- **Requirement**
Reproduce every line of the material below without any changes, but leave out the pictures.

[Object pointing dataset rows]
┌──
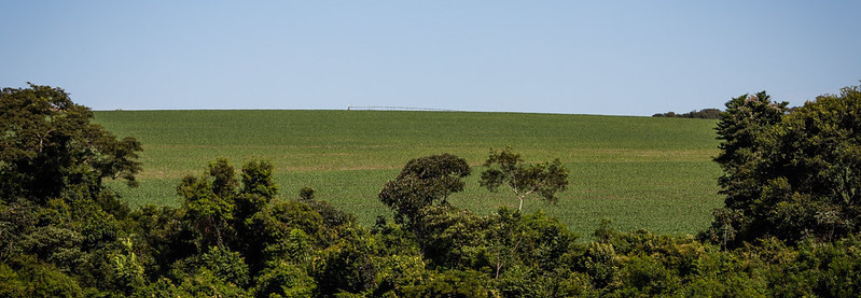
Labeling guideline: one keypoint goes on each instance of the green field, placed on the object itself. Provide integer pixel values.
(640, 172)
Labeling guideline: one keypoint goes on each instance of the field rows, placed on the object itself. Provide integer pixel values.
(653, 173)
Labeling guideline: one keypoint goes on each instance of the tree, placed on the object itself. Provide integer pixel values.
(48, 146)
(507, 168)
(422, 182)
(791, 175)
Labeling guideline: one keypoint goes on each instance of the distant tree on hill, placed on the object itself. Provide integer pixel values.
(701, 114)
(507, 168)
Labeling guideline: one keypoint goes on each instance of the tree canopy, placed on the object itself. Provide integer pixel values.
(507, 168)
(792, 175)
(49, 146)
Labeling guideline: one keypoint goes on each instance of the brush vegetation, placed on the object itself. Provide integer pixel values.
(639, 172)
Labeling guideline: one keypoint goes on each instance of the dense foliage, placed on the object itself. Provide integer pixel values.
(234, 237)
(791, 175)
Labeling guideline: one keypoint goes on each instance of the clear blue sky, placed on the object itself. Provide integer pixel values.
(577, 57)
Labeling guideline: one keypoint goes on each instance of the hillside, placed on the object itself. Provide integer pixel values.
(640, 172)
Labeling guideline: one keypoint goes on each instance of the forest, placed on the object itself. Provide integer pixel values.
(789, 226)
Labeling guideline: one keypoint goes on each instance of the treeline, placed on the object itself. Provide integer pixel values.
(701, 114)
(63, 234)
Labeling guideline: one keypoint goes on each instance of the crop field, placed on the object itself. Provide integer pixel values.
(639, 172)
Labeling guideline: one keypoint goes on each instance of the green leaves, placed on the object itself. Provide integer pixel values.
(48, 145)
(791, 175)
(506, 168)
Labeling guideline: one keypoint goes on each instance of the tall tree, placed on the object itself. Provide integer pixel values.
(422, 182)
(49, 146)
(791, 175)
(507, 168)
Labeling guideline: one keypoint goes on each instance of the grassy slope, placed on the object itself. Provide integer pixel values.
(641, 172)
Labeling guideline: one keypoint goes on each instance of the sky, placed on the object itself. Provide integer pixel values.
(571, 57)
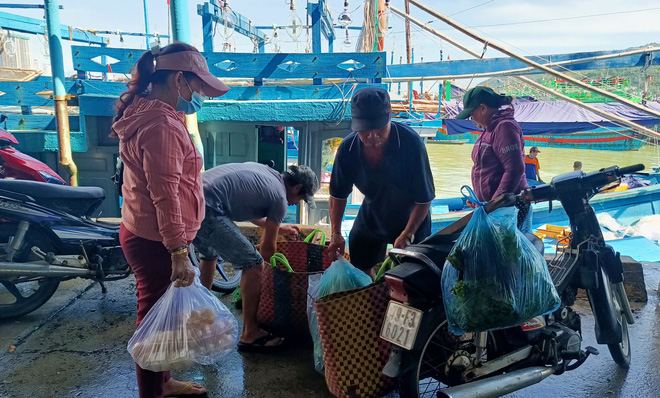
└──
- **Output**
Labeling guideline: one keypoint goes on each instance of the green field, placed on the object itself. Provide integer pixel values.
(640, 172)
Labeling guideline: one keypoint goes on each instance of the field rows, placed on the object itself. Provide integer pixel values.
(653, 173)
Labeling guideline: one keypoint goes on each instance of the tree, placed on the object itself. Provide integer pixel values.
(48, 146)
(507, 168)
(422, 182)
(791, 175)
Labeling guideline: one keypoint goes on each instance of the distant tree on hill, placed on the object itself. Provide integer pixel values.
(701, 114)
(507, 168)
Labeling guideline: one keypoint goes on each instance of the tree canopy, placed on the object itself. Provide integer pixel values.
(507, 168)
(792, 175)
(49, 146)
Labeling guideline: one keypoint goes on each instance of the brush vegetation, placed on the object itself. Provide integer pixel values.
(639, 172)
Labeling guideline: one keypoint goes on each instance of the dense foliage, placed on the object itself. Provide integer pixel values.
(234, 237)
(791, 175)
Labeling guideline: one keypoint goes on each instance of the clear blue sky, placed on the object itself. Provide integer pixel values.
(577, 57)
Labeling guideline: one keypoint goes on each instance of the hillside, placed on the object itself. Provide integer pixel values.
(640, 172)
Labeling guideline: one keypoint goes on each instance of the forest, placed on the object itself. Provide integer pixel values.
(789, 226)
Labeling guideline: one keypoint goes on each instance of the treeline, placed on the object itself. Provide integer pixel values.
(701, 114)
(63, 234)
Labeling guideline: one keypoint goes on each instance of the crop field, placed on the object itself. Provide integer pixel values.
(639, 172)
Labeling guideline: one keypoint goes on each instance of the green leaves, placed on the object itself. Provide integer pixel values.
(48, 145)
(791, 175)
(506, 168)
Labeling guideline: one keypoint goes on each instance of the tall tree, placed on the object itself. Provide integer pixel values.
(422, 182)
(49, 146)
(791, 175)
(507, 168)
Labeling guideline: one keypoint goes on each instance of the grassy slope, placed on the object itself. Provide integer pixel values.
(641, 172)
Labeling guideline: one keypoint goes on each instance of the sky, placed on the object itself. Provide integer pixel values.
(571, 57)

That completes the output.